- _What to do_: Retype the stretch of entries from the line containing "Would you mind marking the green tree" through the line containing "(1007, 442)", keeping every line as it stands.

- _Material provided_:
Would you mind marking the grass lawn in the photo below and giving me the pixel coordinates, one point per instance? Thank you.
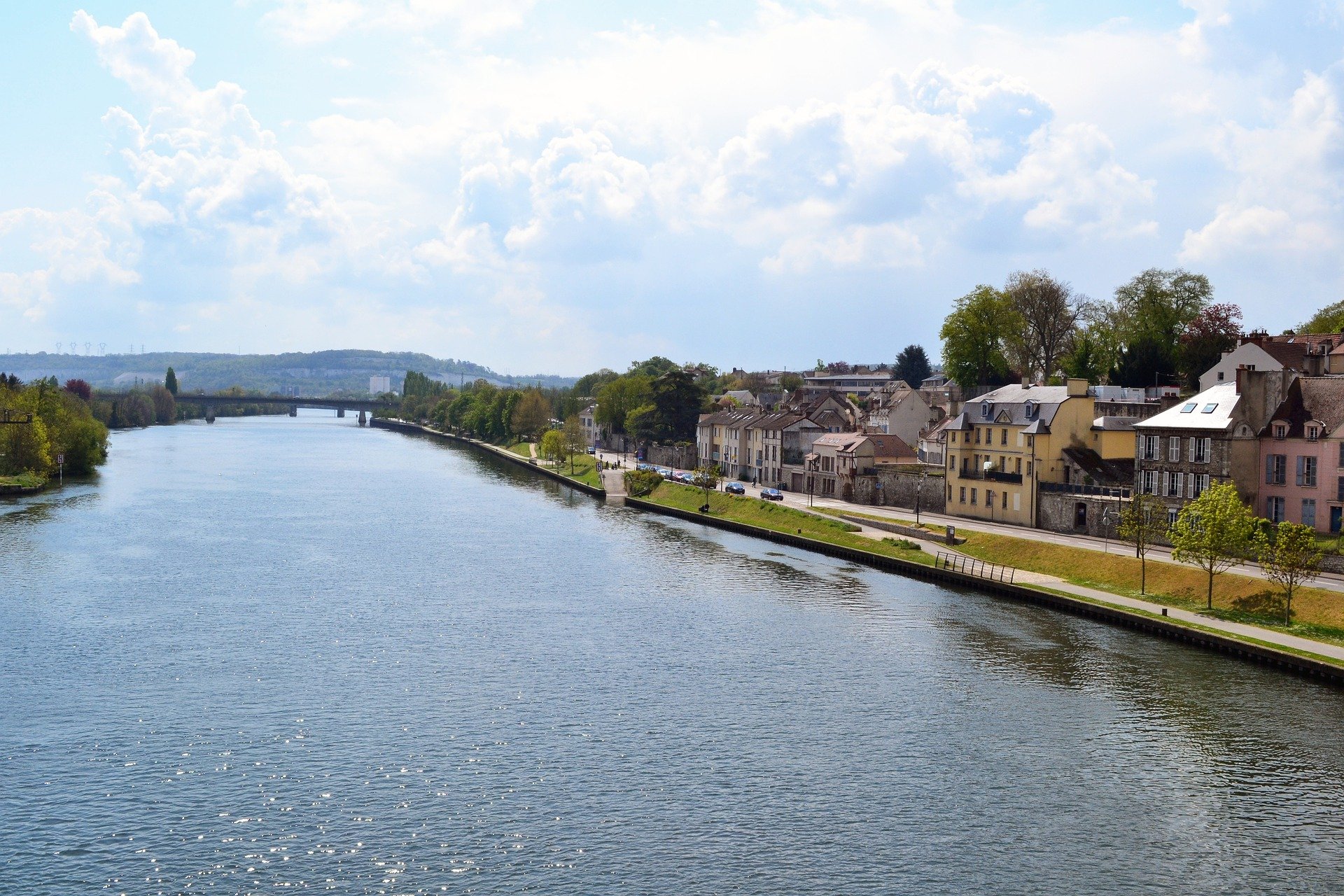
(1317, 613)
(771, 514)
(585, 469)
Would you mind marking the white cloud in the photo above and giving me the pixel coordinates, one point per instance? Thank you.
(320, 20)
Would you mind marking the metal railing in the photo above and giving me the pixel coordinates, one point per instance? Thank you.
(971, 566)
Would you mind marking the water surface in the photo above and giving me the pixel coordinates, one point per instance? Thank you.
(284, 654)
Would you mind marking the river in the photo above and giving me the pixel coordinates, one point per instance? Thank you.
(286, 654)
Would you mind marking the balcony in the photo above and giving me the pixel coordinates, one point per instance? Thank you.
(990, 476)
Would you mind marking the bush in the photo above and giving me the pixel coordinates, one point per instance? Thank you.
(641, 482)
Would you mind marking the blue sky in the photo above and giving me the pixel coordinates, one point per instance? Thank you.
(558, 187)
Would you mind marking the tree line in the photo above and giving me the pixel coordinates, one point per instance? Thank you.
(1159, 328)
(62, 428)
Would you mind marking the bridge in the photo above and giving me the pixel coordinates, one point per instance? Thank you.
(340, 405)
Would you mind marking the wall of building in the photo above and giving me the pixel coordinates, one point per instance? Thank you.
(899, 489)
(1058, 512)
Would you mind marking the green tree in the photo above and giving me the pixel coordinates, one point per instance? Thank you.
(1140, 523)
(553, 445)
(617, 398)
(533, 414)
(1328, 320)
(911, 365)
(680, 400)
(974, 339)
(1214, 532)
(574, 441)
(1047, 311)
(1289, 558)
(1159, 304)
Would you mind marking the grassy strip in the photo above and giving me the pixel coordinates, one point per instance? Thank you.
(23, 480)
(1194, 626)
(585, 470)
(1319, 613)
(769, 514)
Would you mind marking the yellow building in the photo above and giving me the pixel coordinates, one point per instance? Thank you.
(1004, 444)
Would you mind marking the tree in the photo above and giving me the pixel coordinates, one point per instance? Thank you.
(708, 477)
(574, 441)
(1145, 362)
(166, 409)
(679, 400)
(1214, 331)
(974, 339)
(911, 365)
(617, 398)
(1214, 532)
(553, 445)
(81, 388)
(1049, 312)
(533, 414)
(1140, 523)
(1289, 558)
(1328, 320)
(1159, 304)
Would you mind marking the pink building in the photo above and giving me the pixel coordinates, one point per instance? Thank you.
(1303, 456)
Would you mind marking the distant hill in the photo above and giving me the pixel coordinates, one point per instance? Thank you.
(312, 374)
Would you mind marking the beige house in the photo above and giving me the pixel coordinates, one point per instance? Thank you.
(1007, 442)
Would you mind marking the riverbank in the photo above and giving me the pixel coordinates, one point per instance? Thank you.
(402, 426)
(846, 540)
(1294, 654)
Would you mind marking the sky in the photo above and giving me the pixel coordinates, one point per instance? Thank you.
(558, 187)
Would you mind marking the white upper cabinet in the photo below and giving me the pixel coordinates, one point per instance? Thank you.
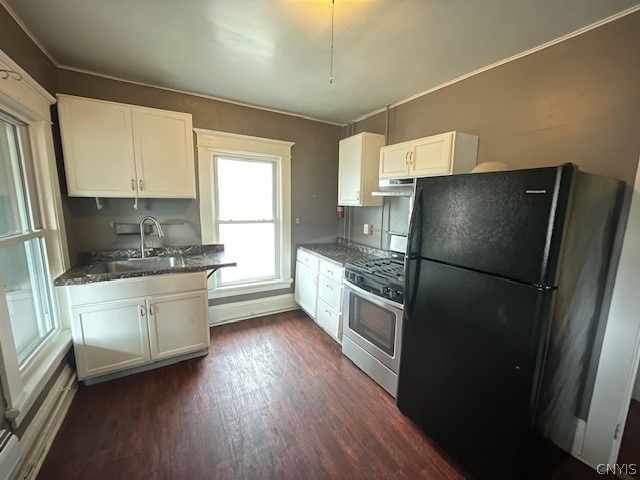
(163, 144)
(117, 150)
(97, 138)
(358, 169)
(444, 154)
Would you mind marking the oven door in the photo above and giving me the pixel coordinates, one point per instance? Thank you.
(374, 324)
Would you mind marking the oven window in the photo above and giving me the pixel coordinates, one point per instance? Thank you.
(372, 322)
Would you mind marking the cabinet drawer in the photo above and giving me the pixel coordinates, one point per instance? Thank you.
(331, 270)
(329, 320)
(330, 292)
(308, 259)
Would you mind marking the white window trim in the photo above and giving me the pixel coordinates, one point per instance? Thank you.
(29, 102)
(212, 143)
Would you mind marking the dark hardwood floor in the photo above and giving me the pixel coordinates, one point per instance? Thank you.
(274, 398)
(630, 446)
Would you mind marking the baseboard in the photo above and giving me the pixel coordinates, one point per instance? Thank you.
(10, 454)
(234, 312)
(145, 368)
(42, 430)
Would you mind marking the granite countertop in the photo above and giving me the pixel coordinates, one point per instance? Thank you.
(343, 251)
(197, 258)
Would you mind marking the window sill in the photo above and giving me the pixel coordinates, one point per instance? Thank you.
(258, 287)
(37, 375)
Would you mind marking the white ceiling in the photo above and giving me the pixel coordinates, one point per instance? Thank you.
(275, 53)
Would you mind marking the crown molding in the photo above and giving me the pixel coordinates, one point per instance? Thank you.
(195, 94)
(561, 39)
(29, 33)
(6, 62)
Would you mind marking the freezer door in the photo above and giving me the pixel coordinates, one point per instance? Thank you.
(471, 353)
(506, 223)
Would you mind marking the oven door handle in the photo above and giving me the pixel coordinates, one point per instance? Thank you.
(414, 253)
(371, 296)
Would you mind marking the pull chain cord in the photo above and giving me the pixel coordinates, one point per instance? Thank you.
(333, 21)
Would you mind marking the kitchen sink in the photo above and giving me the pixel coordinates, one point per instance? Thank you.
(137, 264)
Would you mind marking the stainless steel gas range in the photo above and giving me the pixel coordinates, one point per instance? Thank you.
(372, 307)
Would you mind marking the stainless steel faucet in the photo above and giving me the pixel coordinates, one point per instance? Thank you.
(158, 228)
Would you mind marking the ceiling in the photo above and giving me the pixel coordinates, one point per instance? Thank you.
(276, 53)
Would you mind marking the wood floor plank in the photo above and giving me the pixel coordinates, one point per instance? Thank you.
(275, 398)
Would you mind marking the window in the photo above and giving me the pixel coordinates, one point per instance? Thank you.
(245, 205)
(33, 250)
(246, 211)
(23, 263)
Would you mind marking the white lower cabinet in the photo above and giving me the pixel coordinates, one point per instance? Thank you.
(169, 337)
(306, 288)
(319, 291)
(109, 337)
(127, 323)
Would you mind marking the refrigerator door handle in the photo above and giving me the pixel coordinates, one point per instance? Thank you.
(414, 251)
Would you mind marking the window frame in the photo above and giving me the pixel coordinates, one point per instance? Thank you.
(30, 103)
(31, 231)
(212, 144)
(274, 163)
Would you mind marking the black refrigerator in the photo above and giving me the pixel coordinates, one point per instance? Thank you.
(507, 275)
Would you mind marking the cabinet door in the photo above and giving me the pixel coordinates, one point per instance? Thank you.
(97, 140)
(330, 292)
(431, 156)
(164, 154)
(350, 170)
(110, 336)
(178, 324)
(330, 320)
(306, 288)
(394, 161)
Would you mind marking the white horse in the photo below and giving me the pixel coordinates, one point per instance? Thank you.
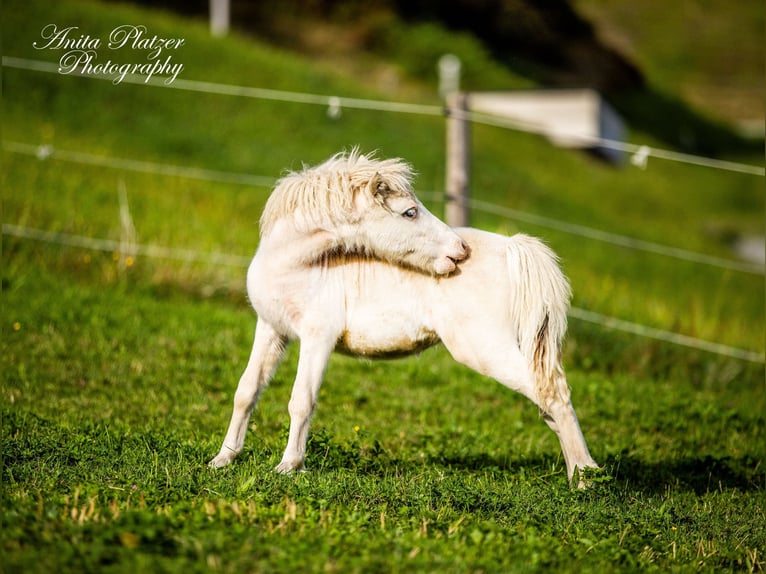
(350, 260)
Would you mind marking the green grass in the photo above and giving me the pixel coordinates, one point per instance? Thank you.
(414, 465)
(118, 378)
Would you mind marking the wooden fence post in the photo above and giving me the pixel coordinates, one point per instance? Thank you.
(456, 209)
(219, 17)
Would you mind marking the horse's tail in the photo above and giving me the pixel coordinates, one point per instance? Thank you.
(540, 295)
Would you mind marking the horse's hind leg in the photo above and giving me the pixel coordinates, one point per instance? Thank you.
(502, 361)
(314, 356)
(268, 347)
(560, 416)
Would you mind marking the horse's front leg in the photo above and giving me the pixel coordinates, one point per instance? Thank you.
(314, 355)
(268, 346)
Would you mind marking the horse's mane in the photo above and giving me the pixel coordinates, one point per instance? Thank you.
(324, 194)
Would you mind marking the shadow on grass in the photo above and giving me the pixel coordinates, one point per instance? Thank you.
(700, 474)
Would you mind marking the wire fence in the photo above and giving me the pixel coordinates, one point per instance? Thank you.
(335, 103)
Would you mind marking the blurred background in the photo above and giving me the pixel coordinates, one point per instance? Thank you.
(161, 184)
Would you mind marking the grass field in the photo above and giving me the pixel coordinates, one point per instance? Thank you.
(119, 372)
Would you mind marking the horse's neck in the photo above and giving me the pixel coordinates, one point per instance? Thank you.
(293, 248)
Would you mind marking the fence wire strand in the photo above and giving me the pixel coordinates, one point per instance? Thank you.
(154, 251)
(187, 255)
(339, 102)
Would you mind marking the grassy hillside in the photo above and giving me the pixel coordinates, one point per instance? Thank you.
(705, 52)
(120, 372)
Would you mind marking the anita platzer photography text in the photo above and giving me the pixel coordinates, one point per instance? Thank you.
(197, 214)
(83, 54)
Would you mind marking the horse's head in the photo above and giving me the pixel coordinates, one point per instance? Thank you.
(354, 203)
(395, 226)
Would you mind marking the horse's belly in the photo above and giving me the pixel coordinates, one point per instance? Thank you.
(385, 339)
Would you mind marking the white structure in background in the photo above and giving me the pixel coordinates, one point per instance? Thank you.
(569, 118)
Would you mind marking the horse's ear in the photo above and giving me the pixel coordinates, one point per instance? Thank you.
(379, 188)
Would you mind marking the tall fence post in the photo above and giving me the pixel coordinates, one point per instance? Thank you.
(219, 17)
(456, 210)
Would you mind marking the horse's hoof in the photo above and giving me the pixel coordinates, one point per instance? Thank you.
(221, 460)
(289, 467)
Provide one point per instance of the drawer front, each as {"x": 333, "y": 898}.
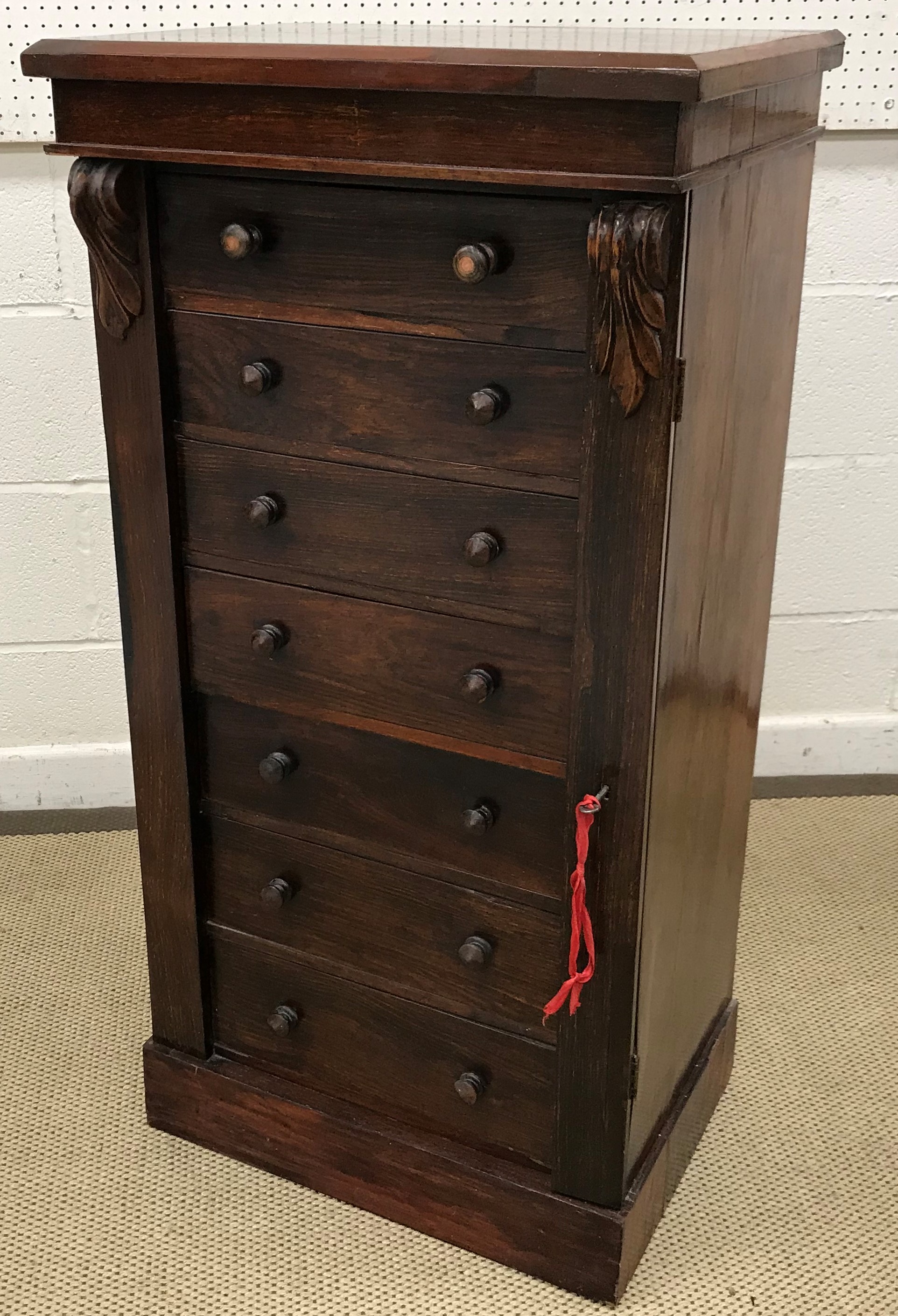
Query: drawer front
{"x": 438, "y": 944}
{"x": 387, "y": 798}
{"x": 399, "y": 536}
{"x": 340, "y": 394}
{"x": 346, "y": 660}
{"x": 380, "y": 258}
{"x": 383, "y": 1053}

- _Result for this task_:
Would you mind marking the green tree in the photo above and giving me the pixel coordinates, one point per instance? Thank you.
(1140, 523)
(553, 445)
(617, 398)
(533, 414)
(1328, 320)
(911, 365)
(680, 400)
(974, 339)
(1214, 532)
(574, 441)
(1047, 311)
(1289, 558)
(1159, 304)
Would you mind marking the grassy strip in the photo above and giving me the pixel coordinates, one point per instance? Thank you.
(23, 480)
(1194, 626)
(585, 470)
(1319, 613)
(769, 514)
Would you mind marking the yellow building in the photo above and giving me the pixel coordinates, one point per instance? Thank you.
(1004, 444)
Would you mind marking the tree in the photo above and giving me the pixel coordinates, one point per instance? Thank you.
(708, 477)
(574, 441)
(1145, 362)
(166, 409)
(679, 400)
(1214, 331)
(974, 339)
(911, 365)
(617, 398)
(1214, 532)
(553, 445)
(81, 388)
(1049, 312)
(533, 414)
(1140, 523)
(1289, 558)
(1328, 320)
(1159, 304)
Would you mind marking the pink building in the photo above and giving me the pixel coordinates, one point per instance? Thank you.
(1303, 456)
Would you mind marking the distant hill in the photo above and giving me the pixel coordinates, one point per instance? Thank you.
(312, 374)
Would you mind marking the beige house in the photo above and giving me the pixel coordinates, one point per instance? Thank you.
(1007, 442)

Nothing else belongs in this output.